DESCRIÇÃO DA TAREFA: Estas afirmações concordam com o trecho sobre telemarketing? (a) A medida exige consentimento prévio expresso dos indivíduos. (b) A publicidade de tabaco foi suprimida. (c) A CF88 admite que o Estado proíba certas formas de comunicação. Responda sim ou não a cada uma, citando literalmente as palavras decisivas do trecho.

TRECHO FORNECIDO:
# # #

Sem falar na liberdade de iniciativa, fundamento constitucional da atividade econômica, a medida praticamente bane a atividade de telemarketing no país, notadamente aquela que almeja a conquista de novos clientes, por exigir prévio consentimento expresso dos indivíduos.

Ao fazê-lo pode interferir precipitada e radicalmente em atividade de comunicação e informação, que, segundo a Constituição de 1988 (CF88), somente pode ter restrições quando previsto e no modo previsto pela própria Carta Magna.

Claro que a abordagem inadvertida pode ser inoportuna e ninguém gosta de ser assediado, mas, corretamente, a CF88, em nenhuma hipótese, admite o banimento a qualquer forma de comunicação pelo Estado, dentre as quais se inclui a publicidade.

Cabe ao Estado jamais censurar, mas sim "oferecer os meios legais que garantam à pessoa e à família a possibilidade de se defenderem". Mesmo com relação à publicidade de tabaco, por exemplo, cuja restrição é prevista na própria constituição, não houve supressão, mas apenas um conjunto de restrições, como a limitação  de horário, e obrigações de informação ao consumidor sobre os efeitos maléficos do tabagismo.

Ou seja, é temerário que o Estado assuma tamanha postura paternalista ao censurar atividade de comunicação de conteúdo lícito, ignorando as importantes e necessárias medidas que estão sendo adotadas para melhorar os serviços de telemarketing.

# # #

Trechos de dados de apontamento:

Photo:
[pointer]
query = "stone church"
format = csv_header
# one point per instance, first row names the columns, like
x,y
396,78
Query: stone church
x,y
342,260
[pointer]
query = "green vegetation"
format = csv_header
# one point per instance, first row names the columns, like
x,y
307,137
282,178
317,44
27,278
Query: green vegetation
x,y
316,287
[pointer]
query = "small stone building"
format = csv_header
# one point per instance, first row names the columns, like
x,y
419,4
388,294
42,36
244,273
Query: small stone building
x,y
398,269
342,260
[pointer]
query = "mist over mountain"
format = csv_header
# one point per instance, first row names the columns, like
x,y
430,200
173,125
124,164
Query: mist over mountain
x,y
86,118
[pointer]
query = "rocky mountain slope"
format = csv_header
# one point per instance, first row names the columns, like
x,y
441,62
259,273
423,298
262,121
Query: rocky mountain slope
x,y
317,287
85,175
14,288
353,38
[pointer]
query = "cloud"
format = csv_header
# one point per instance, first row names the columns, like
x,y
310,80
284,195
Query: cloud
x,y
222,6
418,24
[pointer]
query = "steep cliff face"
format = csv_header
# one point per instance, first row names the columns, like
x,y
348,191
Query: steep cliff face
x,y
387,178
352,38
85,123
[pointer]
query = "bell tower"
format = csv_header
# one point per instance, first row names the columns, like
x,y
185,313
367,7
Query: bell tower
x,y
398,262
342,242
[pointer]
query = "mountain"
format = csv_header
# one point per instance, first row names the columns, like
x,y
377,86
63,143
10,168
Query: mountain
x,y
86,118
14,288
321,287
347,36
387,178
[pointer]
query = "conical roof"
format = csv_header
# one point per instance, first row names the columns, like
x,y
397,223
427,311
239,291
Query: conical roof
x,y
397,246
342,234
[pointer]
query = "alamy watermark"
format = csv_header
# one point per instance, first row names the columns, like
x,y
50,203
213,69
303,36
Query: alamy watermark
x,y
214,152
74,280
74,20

# # #

RESPOSTA DO EXERCÍCIO:
(a) Sim: "por exigir prévio consentimento expresso dos indivíduos"
(b) Não: "não houve supressão, mas apenas um conjunto de restrições"
(c) Não: "a CF88, em nenhuma hipótese, admite o banimento a qualquer forma de comunicação pelo Estado"